Continue the passage on EPA's IRIS and Safer Choice programs, picking up right after its last sentence.

**DOCUMENT SEGMENT**
====
TSCA’s requirements for reliance on “best available, peer reviewed science” as well as weight of the evidence consideration could make IRIS evaluations more meaningful.  In addition, as part of a formal regulatory program, chemical assessments would hopefully be more transparent.

Like IRIS, EPA’s Safer Choice program (formerly called “Design for the Environment”) is a non-regulatory program that has public policy and marketplace impacts. The program calls on companies to eliminate certain chemicals from their products voluntarily, largely based on hazard rather than actual risk. Yet “hazard” simply represents the potential for danger given specific circumstances and/or exposures. For example, water is hazardous because excessive consumption can produce fatal “water intoxification” or hyponatraemia.  But we don’t need to ban or “voluntarily” phase out water.
====
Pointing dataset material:
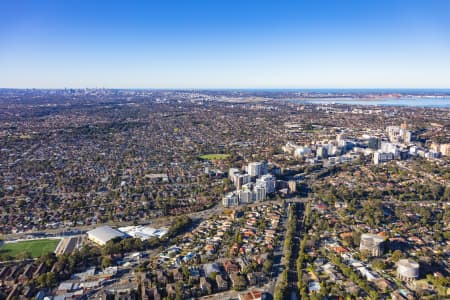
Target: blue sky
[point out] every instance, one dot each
(225, 44)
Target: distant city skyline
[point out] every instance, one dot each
(225, 44)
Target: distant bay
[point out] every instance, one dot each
(437, 102)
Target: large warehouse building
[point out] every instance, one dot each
(101, 235)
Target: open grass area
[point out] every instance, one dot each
(35, 247)
(215, 156)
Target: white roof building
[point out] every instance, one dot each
(101, 235)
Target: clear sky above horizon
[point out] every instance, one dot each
(225, 44)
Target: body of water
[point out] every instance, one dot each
(409, 102)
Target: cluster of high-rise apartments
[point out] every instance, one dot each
(400, 146)
(397, 142)
(251, 186)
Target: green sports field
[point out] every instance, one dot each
(215, 156)
(35, 247)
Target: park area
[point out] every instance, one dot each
(32, 248)
(215, 156)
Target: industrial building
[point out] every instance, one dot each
(144, 232)
(101, 235)
(407, 269)
(372, 243)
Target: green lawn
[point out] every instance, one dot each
(35, 247)
(214, 156)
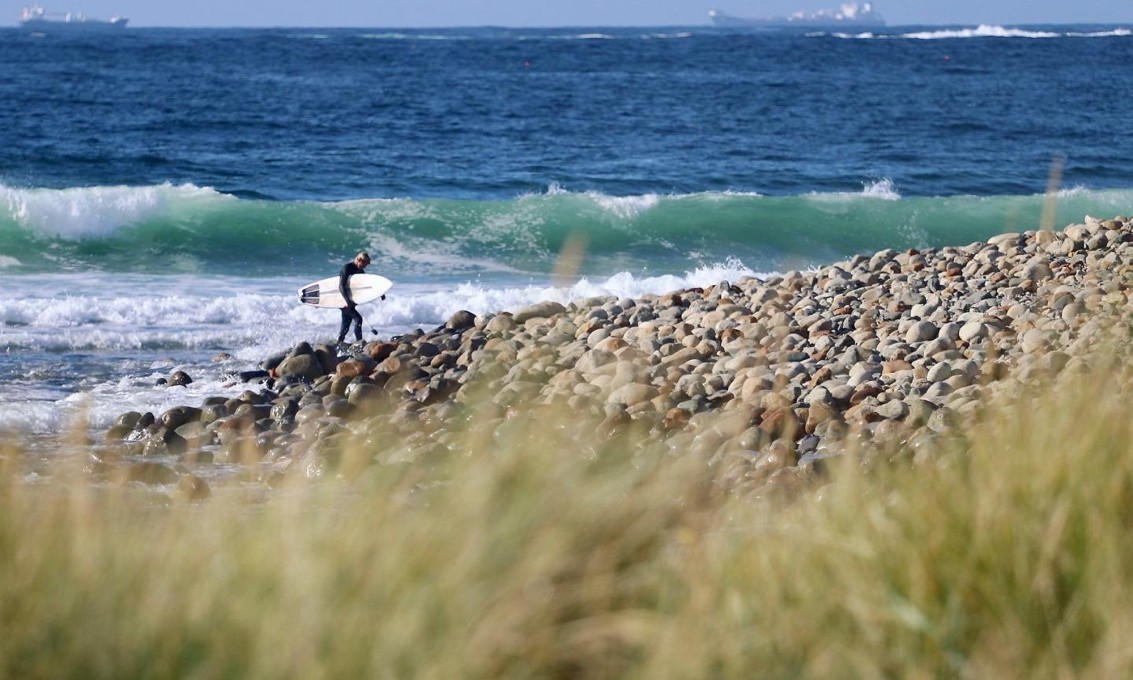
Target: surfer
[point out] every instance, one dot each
(350, 312)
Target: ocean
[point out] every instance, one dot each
(164, 193)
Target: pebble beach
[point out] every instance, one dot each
(764, 377)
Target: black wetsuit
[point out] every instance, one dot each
(350, 312)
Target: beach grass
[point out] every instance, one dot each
(1002, 552)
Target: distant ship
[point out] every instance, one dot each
(35, 18)
(850, 15)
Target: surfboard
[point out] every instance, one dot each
(364, 288)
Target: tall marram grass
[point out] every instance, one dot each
(1005, 553)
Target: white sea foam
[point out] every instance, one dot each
(85, 212)
(95, 355)
(981, 31)
(625, 207)
(882, 188)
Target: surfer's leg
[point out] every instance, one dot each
(347, 317)
(357, 319)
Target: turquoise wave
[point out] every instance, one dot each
(185, 229)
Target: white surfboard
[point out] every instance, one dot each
(364, 288)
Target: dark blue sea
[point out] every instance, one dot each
(163, 193)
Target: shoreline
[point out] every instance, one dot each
(767, 377)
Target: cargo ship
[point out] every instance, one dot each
(39, 20)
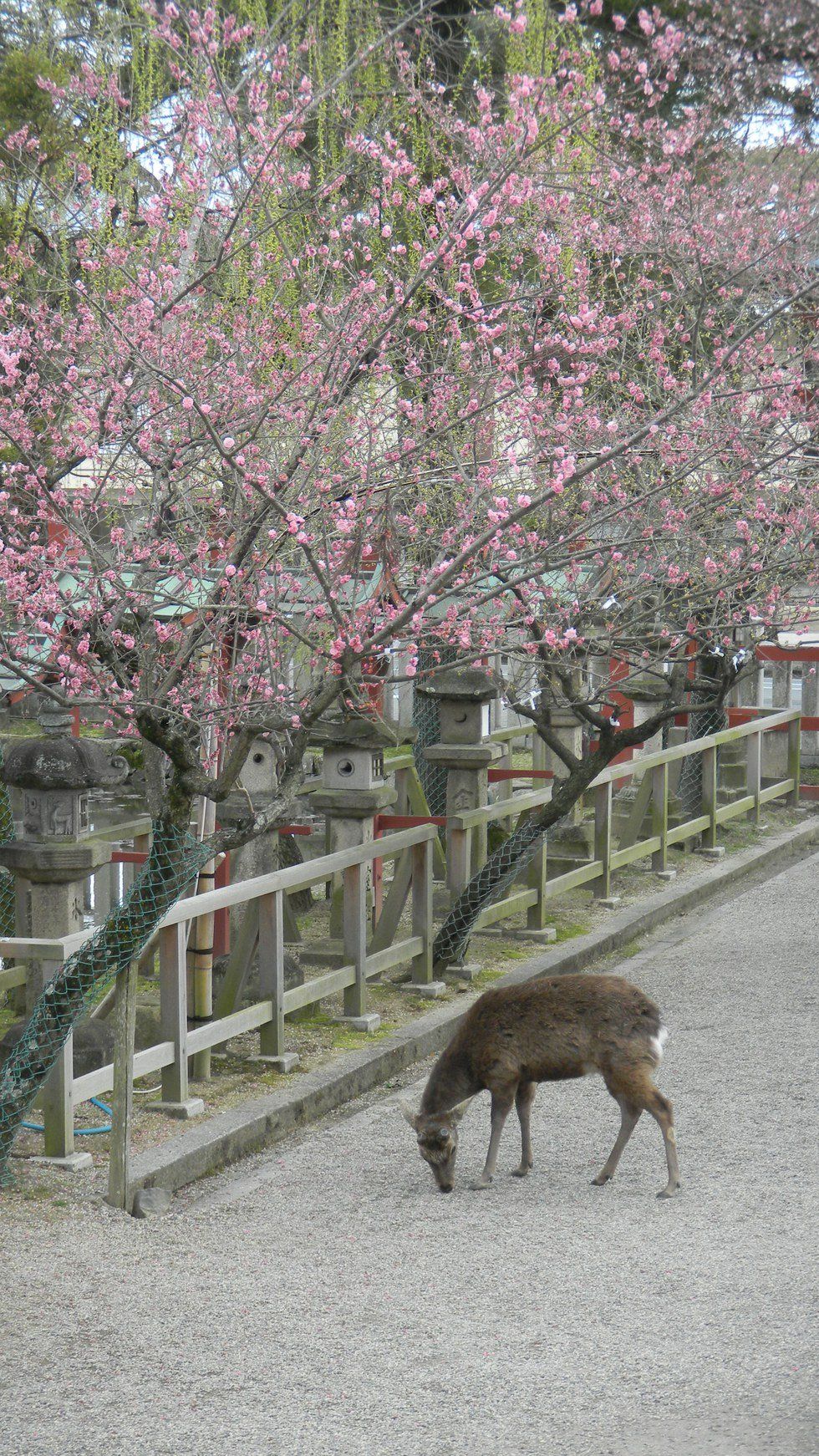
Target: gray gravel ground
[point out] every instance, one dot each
(326, 1301)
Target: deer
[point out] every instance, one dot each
(546, 1031)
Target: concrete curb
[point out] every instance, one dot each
(223, 1139)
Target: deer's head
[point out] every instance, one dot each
(438, 1140)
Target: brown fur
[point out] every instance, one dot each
(546, 1031)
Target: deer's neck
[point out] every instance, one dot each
(451, 1081)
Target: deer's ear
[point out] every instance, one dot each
(455, 1112)
(410, 1116)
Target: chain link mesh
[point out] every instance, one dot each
(426, 718)
(6, 880)
(701, 722)
(498, 874)
(175, 858)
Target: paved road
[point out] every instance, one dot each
(325, 1301)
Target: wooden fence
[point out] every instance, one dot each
(370, 951)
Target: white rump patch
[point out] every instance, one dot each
(658, 1043)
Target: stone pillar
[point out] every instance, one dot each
(51, 861)
(354, 791)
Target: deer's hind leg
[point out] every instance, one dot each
(633, 1089)
(628, 1118)
(524, 1100)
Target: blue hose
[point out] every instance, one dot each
(80, 1132)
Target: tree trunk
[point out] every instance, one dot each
(504, 867)
(174, 861)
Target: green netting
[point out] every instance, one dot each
(174, 861)
(6, 880)
(501, 871)
(426, 718)
(701, 722)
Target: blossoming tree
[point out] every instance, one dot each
(537, 351)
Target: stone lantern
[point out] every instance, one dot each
(51, 859)
(353, 791)
(463, 696)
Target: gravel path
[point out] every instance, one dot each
(325, 1301)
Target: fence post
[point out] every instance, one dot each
(536, 880)
(795, 761)
(422, 910)
(123, 1095)
(174, 1014)
(710, 797)
(603, 839)
(457, 859)
(354, 902)
(271, 981)
(755, 769)
(659, 816)
(57, 1097)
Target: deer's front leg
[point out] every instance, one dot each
(501, 1107)
(524, 1104)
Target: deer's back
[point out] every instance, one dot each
(557, 1028)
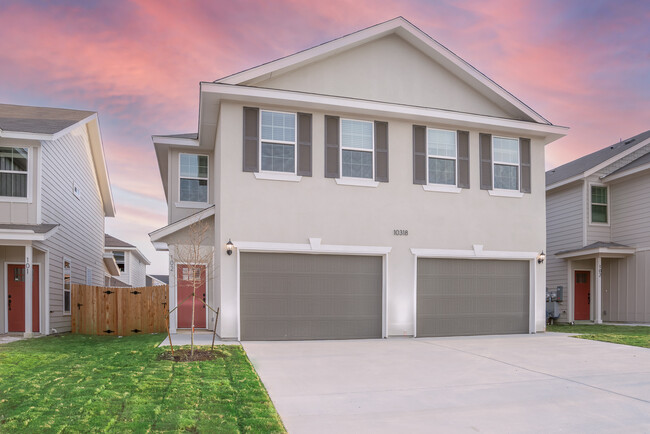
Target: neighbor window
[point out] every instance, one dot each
(278, 134)
(357, 148)
(119, 260)
(506, 163)
(67, 282)
(442, 154)
(13, 172)
(194, 178)
(598, 204)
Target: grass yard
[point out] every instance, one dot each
(74, 383)
(638, 336)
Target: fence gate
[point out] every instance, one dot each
(98, 310)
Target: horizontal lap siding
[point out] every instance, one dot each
(564, 231)
(80, 236)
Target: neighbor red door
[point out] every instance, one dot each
(16, 298)
(582, 295)
(184, 286)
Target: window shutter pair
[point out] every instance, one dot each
(252, 142)
(420, 156)
(332, 145)
(485, 150)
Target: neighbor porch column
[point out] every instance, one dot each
(28, 290)
(599, 290)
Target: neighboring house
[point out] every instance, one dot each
(54, 195)
(130, 263)
(375, 185)
(598, 233)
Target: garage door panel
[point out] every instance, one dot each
(298, 296)
(470, 297)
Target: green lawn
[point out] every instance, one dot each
(76, 383)
(638, 336)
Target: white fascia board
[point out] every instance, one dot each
(313, 247)
(156, 235)
(473, 254)
(392, 110)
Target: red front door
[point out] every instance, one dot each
(186, 281)
(16, 298)
(582, 295)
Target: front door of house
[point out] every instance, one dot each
(186, 282)
(16, 298)
(582, 295)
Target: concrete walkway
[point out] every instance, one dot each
(527, 383)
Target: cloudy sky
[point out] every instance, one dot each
(584, 64)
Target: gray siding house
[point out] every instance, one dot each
(598, 233)
(375, 185)
(54, 196)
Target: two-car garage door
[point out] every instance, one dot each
(457, 297)
(286, 296)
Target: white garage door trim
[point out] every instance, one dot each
(478, 253)
(314, 247)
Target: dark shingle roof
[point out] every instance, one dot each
(110, 241)
(581, 165)
(38, 120)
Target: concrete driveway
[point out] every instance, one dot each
(526, 383)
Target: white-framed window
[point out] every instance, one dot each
(599, 195)
(505, 163)
(357, 149)
(193, 178)
(442, 155)
(278, 142)
(14, 172)
(67, 285)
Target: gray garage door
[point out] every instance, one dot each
(294, 296)
(457, 297)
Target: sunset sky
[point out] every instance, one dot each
(584, 64)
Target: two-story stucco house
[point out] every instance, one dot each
(598, 229)
(130, 268)
(375, 185)
(54, 195)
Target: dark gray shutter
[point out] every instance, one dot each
(381, 151)
(524, 155)
(419, 154)
(463, 158)
(304, 145)
(485, 151)
(332, 146)
(251, 139)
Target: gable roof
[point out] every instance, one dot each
(410, 33)
(582, 165)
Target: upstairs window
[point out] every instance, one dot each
(599, 210)
(193, 178)
(278, 138)
(441, 156)
(13, 172)
(505, 160)
(357, 149)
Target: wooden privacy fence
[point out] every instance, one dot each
(98, 310)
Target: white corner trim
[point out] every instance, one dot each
(271, 176)
(357, 182)
(315, 247)
(506, 193)
(476, 253)
(441, 188)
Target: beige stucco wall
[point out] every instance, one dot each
(257, 210)
(391, 70)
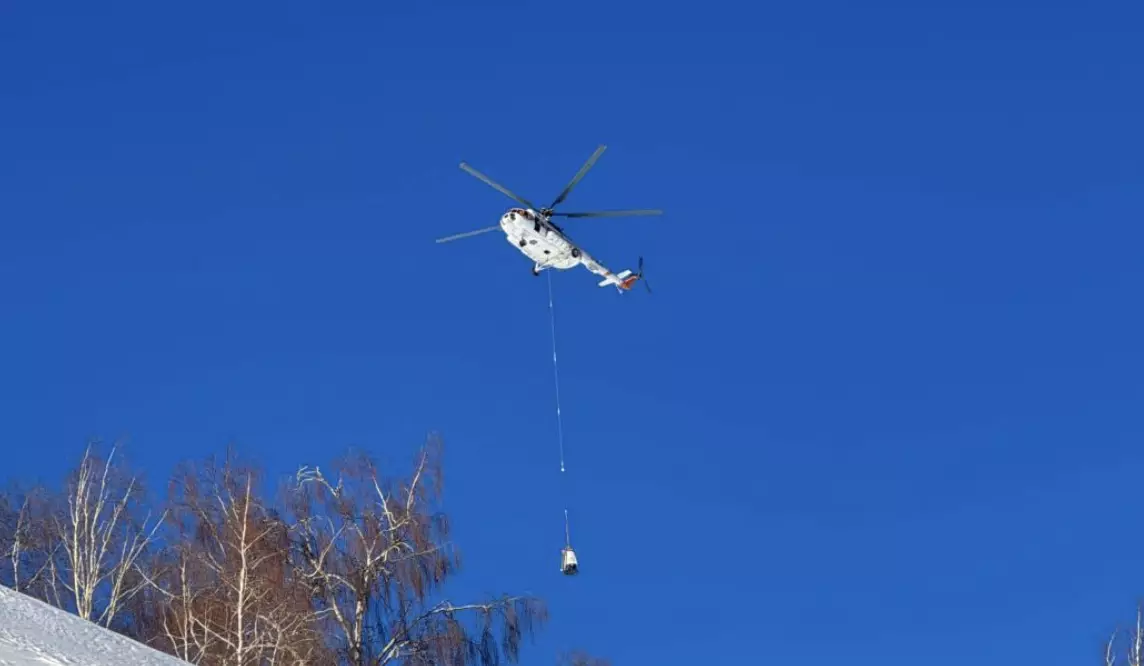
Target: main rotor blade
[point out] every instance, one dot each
(609, 213)
(497, 185)
(467, 234)
(580, 174)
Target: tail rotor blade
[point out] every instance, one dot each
(497, 185)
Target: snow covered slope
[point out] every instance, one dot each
(33, 633)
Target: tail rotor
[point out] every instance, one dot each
(640, 275)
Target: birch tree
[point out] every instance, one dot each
(101, 539)
(376, 552)
(1134, 650)
(29, 544)
(230, 599)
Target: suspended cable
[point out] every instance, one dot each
(556, 372)
(569, 564)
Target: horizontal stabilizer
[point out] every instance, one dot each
(619, 277)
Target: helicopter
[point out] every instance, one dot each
(532, 231)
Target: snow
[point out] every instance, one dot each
(33, 633)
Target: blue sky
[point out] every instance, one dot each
(883, 403)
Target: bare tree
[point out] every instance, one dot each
(375, 550)
(101, 538)
(29, 544)
(230, 597)
(1135, 649)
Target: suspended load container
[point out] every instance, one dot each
(569, 564)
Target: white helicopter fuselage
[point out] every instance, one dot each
(531, 234)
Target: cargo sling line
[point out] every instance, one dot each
(569, 562)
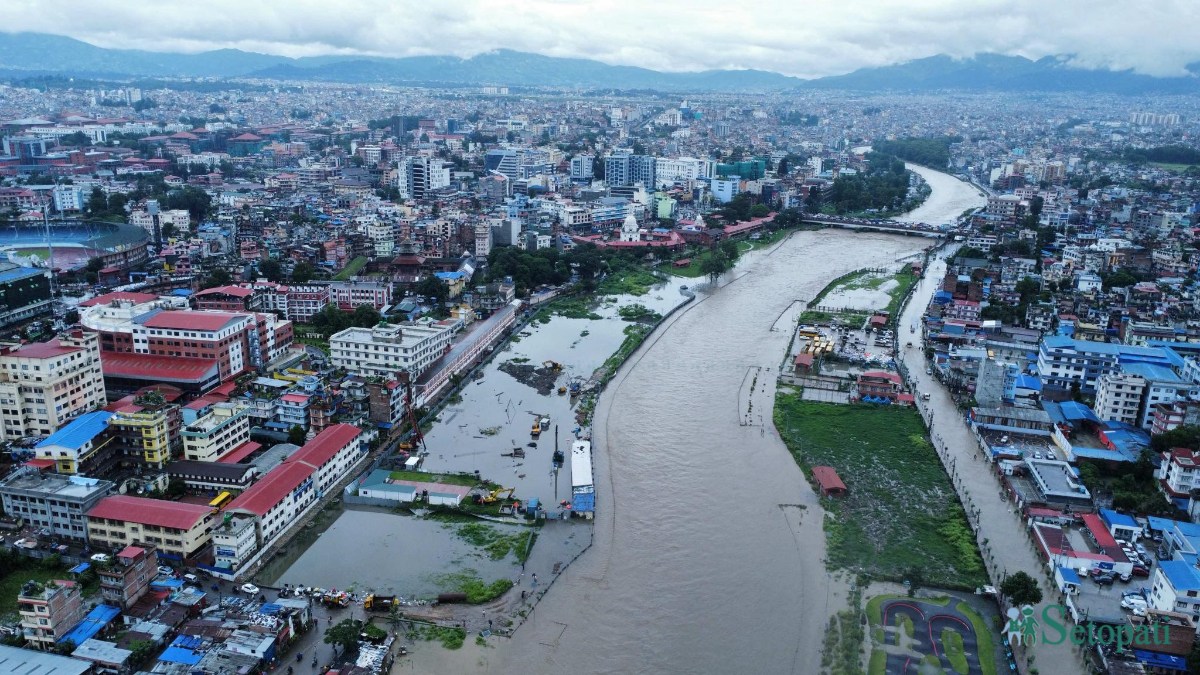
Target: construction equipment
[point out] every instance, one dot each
====
**RESULT**
Accordingly, Safer Choice is forcing product reformulations without justification, and many useful products may be eliminated from the market.  For example, EPA has used this program to force certain flame retardant chemicals from the marketplace, without much regard for the fact that replacements may not work as well.  The end result may well be increased fire risks and needless loss of life and property.

Safer Choice is not only and duplicative of other programs, it has adverse and potentially dangerous market impacts.  Congress can, and should, defund the program with an appropriations line item that prohibits EPA spending on the Safer Choice program.